**WHAT IS NEEDED:** In the records below, swap "silhouetted building" for "dark tower" and write the lines out again with nothing else changed. Leave the pictures out of your answer.

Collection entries

┄┄┄┄┄┄┄┄┄┄┄┄┄┄┄┄┄┄┄┄

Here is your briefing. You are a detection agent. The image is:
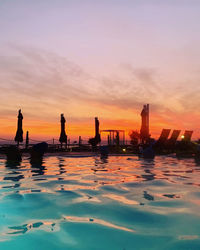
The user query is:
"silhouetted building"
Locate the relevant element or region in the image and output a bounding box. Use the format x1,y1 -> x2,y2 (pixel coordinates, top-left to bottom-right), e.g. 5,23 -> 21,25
88,117 -> 101,148
140,104 -> 150,143
15,109 -> 23,145
26,131 -> 29,149
59,114 -> 67,146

┄┄┄┄┄┄┄┄┄┄┄┄┄┄┄┄┄┄┄┄

**RESULT OF THE TASK:**
Here is your briefing. You are a detection agent. The image is:
The user query is:
"dark tower"
Locate the relevant element or region in the image and output a bounding box. Use the format x1,y1 -> x2,y2 (pixel coordinates, top-left to bottom-right), e.g. 5,23 -> 21,25
88,117 -> 101,148
140,104 -> 150,143
15,109 -> 23,145
26,131 -> 29,149
59,114 -> 67,146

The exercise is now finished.